At EVE Fanfest 2017, it was announced that that players of MMO EVE Online will soon be joining the great exoplanet hunt too through an interesting new mini-game that challenges players to find elusive planetary transits in data from telescopes around the world. Developed in collaboration with citizen science company MMOS, the University of Reykjavik, and the University of Geneva, the task will come to EVE as a Project Discovery mini-game with a variety of in-game rewards. It’s pretty exciting to think that players waging war over planets around other stars in a virtual universe will soon be finding them in the real world.
Read on to find out how exactly we find planets around other stars, and how this is going to be integrated with EVE Online.
How do we find exoplanets?
The planets around TRAPPIST-1a were found using the transit method, in which the small but measurable dip in light intensity from a star is measured when a planet passes in front of it. This method only works if the planetary disc happens to line up between the host star and our own star system, and the dip in light levels that will be measured can be less than 1% of the star’s brightness. The advantage to using the transit method is that telescopes can collect brightness data for millions of stars very easily, producing a vast library of information to sift through.

### Items
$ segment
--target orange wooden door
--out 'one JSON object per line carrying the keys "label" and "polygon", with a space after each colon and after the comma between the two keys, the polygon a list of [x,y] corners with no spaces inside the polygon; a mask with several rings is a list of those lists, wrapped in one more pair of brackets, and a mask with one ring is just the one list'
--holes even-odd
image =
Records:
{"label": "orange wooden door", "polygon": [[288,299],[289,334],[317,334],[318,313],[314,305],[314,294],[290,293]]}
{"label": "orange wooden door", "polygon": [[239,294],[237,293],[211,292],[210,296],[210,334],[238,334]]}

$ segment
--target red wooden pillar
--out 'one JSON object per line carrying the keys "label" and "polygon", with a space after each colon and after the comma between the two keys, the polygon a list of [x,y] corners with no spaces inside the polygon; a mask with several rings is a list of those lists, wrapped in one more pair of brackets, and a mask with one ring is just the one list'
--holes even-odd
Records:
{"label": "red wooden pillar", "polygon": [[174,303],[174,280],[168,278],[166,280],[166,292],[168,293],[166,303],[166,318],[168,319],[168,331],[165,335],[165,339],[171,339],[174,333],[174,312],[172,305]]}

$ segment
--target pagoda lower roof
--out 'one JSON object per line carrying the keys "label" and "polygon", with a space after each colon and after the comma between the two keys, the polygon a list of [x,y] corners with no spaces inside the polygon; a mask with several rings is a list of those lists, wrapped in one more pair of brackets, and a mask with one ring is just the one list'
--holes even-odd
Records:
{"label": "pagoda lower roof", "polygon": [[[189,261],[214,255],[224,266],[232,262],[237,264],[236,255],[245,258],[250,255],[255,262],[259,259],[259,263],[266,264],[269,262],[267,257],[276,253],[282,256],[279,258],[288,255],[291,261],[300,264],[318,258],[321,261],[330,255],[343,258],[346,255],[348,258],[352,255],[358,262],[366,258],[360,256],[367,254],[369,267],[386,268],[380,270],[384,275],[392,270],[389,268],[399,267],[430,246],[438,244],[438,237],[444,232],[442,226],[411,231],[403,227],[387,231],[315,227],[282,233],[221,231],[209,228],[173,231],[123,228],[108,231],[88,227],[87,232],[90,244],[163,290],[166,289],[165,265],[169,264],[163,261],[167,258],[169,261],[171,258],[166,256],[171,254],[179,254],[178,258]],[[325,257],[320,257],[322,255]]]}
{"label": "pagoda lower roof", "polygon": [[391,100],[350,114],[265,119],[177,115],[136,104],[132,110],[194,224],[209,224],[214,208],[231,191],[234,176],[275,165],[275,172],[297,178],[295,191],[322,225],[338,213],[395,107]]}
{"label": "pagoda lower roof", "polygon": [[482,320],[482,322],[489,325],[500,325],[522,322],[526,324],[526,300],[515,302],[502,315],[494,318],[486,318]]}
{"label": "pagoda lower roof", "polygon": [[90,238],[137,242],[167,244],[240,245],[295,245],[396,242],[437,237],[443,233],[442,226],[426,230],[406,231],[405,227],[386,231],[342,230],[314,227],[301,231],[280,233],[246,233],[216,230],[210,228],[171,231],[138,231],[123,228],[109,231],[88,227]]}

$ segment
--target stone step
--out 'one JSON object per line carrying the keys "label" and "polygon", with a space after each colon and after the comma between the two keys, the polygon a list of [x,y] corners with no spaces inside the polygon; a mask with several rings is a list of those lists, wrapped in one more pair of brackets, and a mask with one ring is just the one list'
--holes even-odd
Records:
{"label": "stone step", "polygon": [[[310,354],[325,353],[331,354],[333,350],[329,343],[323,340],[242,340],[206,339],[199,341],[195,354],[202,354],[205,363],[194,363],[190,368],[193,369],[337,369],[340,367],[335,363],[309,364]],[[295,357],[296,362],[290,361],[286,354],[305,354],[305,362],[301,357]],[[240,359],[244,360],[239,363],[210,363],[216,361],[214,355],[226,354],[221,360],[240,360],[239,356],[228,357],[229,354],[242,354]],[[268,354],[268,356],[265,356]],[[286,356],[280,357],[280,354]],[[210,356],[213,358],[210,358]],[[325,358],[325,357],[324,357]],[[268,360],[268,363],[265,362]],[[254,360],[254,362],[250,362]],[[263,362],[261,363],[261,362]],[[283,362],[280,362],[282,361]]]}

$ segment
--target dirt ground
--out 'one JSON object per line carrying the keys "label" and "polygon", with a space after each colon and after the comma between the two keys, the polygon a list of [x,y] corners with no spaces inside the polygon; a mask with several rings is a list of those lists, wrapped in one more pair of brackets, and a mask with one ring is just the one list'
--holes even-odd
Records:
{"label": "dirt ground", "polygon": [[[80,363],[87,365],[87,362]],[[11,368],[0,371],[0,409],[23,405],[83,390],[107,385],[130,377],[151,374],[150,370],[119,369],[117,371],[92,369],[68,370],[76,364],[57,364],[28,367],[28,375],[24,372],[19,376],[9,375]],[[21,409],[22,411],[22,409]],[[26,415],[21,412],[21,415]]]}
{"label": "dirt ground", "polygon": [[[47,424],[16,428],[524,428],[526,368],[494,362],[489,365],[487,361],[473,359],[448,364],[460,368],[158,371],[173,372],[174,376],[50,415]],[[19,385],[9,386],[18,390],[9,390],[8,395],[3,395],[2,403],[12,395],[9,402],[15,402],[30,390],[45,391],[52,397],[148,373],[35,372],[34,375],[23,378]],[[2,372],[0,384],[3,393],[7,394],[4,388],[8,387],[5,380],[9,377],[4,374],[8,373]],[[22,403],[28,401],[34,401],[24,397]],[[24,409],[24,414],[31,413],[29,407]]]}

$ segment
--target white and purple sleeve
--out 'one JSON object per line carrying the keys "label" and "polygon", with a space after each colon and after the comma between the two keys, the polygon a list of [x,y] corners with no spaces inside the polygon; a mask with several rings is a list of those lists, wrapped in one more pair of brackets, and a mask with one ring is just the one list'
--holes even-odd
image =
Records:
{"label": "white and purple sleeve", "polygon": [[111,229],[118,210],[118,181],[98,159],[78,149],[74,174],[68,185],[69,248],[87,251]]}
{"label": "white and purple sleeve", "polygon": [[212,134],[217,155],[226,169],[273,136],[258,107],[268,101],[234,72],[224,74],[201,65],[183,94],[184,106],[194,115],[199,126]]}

### What the exercise asks
Mark each statement yes or no according to the EVE Online exoplanet article above, and quote the words from the article that settle it. 1. The mini-game was developed with help from the University of Geneva. 2. The transit method works for a planet whatever its alignment. 3. The planets around TRAPPIST-1a were found by a method other than the transit method.

### Task output
1. Yes: "Developed in collaboration with citizen science company MMOS, the University of Reykjavik, and the University of Geneva"
2. No: "This method only works if the planetary disc happens to line up between the host star and our own star system"
3. No: "The planets around TRAPPIST-1a were found using the transit method"